__Exercise requirements__:
Each line holding the word "railing" must appear in the answer, copied from the entries.

__Collection entries__:
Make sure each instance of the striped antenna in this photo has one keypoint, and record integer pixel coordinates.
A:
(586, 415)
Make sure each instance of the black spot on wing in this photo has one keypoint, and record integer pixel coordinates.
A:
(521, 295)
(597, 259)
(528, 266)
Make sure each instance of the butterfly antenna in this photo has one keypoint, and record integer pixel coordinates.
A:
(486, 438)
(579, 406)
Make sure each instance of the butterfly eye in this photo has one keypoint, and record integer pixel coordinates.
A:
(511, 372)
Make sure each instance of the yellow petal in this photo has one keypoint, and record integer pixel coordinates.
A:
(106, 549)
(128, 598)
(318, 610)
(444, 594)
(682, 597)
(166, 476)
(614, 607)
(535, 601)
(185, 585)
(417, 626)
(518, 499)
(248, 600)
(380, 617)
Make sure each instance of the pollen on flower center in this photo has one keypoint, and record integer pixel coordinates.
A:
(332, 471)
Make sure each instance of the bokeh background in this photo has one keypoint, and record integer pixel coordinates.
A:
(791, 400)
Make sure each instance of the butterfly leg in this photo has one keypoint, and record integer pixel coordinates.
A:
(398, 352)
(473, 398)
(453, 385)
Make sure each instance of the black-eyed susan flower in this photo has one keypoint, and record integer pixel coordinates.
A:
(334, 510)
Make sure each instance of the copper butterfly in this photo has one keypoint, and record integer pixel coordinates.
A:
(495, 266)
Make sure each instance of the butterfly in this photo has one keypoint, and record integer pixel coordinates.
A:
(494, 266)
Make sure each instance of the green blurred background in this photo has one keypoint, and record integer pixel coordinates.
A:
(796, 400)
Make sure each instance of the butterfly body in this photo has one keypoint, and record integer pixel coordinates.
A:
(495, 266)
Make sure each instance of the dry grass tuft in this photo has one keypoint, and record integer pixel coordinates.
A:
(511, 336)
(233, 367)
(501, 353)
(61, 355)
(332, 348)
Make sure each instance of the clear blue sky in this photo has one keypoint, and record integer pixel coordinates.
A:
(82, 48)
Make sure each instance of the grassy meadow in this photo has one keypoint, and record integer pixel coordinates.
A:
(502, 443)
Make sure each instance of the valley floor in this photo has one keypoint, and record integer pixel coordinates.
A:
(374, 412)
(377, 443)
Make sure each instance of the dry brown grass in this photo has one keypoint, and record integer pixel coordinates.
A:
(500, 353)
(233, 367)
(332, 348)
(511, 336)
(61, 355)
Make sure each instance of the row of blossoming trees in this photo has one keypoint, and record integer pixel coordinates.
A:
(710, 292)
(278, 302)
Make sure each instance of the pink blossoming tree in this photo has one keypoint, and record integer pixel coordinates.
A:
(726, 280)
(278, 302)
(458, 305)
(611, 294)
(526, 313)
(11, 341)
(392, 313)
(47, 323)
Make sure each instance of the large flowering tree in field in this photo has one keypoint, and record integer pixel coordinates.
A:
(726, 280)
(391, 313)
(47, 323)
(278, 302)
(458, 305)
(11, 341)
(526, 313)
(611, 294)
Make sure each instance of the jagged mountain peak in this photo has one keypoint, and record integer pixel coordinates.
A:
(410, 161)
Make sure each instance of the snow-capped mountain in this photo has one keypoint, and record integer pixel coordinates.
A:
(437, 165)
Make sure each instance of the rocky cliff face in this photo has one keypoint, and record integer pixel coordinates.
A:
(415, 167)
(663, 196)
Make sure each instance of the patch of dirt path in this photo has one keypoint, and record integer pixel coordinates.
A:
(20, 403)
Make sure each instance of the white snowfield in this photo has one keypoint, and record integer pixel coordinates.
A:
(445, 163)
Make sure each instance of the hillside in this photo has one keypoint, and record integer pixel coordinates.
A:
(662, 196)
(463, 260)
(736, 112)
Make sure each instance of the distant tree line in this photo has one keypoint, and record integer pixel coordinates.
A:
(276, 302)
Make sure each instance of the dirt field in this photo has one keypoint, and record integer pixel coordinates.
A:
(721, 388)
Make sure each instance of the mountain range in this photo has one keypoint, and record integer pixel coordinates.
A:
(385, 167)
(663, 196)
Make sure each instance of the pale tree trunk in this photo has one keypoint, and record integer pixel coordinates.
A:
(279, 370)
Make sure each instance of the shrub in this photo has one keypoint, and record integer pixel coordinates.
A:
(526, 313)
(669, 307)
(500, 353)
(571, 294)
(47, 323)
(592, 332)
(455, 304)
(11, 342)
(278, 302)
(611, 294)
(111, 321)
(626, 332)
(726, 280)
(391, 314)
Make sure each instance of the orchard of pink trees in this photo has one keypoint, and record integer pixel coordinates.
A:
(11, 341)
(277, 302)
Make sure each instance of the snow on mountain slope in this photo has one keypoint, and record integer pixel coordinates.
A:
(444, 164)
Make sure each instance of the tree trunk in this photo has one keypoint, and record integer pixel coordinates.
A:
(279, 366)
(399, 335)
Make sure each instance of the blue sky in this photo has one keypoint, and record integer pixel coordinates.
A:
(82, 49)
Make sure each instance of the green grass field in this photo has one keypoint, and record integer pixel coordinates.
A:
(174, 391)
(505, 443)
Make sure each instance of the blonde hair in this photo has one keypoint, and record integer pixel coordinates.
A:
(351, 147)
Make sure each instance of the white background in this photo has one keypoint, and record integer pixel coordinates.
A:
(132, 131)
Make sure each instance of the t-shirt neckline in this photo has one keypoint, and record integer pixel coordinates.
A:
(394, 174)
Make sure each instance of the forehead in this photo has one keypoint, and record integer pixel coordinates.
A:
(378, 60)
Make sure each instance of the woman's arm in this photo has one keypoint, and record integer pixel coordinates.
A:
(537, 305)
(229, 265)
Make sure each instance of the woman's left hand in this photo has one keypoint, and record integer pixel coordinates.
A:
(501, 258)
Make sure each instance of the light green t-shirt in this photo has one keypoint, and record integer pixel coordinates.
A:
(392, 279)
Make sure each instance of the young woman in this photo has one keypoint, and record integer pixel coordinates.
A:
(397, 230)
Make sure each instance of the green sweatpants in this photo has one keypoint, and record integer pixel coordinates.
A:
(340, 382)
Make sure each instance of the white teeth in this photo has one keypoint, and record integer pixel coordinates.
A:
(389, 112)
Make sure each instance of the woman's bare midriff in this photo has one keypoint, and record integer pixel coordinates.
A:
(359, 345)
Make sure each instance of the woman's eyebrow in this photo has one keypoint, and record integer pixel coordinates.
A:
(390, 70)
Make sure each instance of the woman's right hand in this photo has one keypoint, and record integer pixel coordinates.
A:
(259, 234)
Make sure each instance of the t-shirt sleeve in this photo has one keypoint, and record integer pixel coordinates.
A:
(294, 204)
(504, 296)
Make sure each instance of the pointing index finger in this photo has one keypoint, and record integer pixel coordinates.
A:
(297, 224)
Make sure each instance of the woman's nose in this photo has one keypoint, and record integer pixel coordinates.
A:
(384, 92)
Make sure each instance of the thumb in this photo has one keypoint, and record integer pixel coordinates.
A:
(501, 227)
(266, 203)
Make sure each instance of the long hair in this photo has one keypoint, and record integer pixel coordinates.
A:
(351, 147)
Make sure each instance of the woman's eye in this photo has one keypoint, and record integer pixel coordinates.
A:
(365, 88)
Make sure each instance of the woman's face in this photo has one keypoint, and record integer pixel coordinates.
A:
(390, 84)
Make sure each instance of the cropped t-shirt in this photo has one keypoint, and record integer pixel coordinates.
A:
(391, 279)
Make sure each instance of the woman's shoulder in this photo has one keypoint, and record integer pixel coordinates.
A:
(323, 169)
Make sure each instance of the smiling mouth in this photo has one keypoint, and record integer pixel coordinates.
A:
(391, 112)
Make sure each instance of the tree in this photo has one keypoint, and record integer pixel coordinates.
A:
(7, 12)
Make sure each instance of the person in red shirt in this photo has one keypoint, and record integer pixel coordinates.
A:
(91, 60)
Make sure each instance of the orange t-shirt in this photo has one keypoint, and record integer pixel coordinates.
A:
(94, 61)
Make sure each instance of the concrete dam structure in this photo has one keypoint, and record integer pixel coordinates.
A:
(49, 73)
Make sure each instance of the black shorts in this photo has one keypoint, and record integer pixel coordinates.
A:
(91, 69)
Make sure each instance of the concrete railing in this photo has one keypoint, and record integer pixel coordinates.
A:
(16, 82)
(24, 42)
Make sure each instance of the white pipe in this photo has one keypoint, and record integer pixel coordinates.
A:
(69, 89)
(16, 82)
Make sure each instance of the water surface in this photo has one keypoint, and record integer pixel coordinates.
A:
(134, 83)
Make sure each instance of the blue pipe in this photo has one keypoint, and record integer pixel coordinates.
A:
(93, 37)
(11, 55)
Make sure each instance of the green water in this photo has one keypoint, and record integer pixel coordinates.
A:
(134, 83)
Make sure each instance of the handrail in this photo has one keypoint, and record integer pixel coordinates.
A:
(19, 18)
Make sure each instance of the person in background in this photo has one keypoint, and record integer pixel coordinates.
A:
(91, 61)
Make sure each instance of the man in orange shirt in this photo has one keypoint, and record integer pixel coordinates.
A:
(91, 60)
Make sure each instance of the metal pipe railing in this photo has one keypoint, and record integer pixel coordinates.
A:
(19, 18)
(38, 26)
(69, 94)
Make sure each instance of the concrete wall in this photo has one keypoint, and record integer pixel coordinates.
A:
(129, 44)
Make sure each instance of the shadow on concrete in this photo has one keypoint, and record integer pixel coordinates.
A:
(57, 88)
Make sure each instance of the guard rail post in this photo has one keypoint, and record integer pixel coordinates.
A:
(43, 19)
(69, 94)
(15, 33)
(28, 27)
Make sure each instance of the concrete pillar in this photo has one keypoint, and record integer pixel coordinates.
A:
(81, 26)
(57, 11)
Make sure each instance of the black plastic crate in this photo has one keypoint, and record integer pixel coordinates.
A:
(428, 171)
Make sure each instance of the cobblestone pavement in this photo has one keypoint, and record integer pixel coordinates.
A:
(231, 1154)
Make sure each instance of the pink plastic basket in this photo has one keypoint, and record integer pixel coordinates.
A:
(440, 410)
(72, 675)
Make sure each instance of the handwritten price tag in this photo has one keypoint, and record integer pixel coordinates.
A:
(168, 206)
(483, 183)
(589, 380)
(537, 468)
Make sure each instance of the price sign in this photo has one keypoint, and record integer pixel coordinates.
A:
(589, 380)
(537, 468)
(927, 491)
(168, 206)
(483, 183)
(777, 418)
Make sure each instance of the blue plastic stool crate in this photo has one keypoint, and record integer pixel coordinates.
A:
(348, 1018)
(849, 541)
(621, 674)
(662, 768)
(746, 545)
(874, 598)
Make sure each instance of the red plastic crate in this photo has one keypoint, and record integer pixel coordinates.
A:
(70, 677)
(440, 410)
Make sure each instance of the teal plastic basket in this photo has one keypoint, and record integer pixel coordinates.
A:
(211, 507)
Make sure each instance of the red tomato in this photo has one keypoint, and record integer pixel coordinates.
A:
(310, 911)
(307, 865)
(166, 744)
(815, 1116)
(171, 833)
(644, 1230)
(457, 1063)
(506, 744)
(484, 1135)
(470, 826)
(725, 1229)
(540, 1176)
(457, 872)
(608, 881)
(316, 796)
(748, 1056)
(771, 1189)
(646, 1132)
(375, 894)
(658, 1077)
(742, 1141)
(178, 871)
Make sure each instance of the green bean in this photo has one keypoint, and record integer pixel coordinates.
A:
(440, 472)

__Response to the task__:
Make sure each instance of the concrete railing in this photo has one keypoint, and record integer pixel coordinates.
Make sure each instance of the metal pipe railing in this photo has one keypoint, and record integer pixel coordinates.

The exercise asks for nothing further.